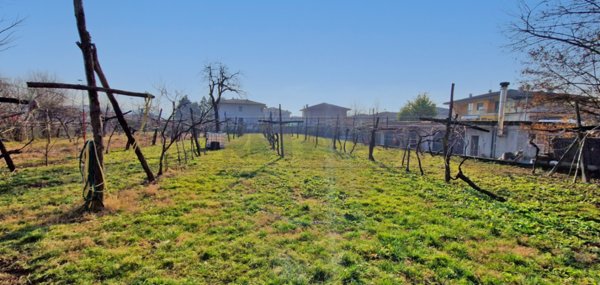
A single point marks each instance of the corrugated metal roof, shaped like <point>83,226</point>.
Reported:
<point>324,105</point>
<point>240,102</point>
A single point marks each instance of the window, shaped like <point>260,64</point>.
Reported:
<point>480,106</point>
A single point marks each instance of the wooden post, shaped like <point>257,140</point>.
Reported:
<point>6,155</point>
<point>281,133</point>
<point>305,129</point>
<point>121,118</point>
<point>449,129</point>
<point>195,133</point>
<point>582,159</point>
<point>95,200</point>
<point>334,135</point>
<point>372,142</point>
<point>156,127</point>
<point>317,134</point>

+-------+

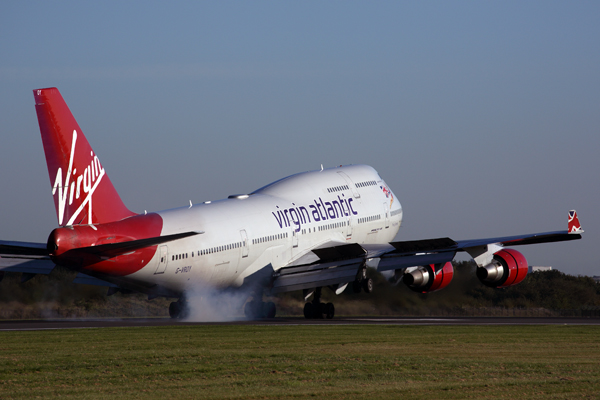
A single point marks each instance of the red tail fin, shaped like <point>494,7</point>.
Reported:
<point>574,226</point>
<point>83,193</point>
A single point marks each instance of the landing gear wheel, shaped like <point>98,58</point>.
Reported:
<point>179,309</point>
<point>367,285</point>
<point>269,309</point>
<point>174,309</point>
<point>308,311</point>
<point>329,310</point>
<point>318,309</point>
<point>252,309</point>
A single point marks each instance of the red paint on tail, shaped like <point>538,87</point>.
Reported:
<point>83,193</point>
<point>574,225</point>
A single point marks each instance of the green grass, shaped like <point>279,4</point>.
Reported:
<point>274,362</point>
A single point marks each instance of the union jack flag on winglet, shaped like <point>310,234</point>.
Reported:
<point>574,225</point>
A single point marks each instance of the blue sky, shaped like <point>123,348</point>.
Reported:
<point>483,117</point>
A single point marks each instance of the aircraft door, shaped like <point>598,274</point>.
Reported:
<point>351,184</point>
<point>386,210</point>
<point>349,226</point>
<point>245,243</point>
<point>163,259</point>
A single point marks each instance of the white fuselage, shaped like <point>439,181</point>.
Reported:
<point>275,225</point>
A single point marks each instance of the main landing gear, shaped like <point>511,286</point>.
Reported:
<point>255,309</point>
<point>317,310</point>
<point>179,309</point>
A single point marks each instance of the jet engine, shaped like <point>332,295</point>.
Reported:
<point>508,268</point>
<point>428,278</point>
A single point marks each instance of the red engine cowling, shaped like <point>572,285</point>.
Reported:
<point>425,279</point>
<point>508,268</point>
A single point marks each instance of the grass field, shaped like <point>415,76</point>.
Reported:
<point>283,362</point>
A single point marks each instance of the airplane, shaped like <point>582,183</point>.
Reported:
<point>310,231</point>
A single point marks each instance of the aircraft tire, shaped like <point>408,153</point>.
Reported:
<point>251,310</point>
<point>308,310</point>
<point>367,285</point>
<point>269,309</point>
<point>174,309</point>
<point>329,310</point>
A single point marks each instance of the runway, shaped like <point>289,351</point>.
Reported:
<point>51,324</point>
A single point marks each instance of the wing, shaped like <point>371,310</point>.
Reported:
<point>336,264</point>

+-------+

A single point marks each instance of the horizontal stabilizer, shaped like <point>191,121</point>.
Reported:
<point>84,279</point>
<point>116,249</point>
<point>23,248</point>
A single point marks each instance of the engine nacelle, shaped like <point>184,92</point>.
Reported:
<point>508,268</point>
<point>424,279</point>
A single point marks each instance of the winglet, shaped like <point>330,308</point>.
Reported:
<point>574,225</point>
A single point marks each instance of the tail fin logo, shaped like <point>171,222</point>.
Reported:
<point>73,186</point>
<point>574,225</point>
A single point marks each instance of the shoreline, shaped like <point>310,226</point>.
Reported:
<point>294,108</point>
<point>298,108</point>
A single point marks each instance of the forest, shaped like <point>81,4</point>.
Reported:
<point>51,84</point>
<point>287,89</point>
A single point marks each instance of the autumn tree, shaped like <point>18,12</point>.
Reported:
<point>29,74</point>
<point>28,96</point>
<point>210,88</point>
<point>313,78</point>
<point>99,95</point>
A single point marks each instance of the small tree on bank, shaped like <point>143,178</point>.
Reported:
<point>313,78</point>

+-------+

Exercise:
Put the lines of the items above, from the one holding "A single point marks each instance of the jet" through the one holding "<point>283,362</point>", both included, into a JSON list of strings with one string per line and blank lines left out.

The answer:
[
  "A single point marks each instance of the jet engine, shaped like <point>332,295</point>.",
  "Reported:",
  "<point>508,268</point>",
  "<point>428,278</point>",
  "A single point marks each instance of the red engine cowling, shaped like <point>572,285</point>.",
  "Reported:",
  "<point>425,279</point>",
  "<point>508,268</point>",
  "A single point marks each instance of the grass field, shaped like <point>415,76</point>.",
  "Reported:",
  "<point>283,362</point>"
]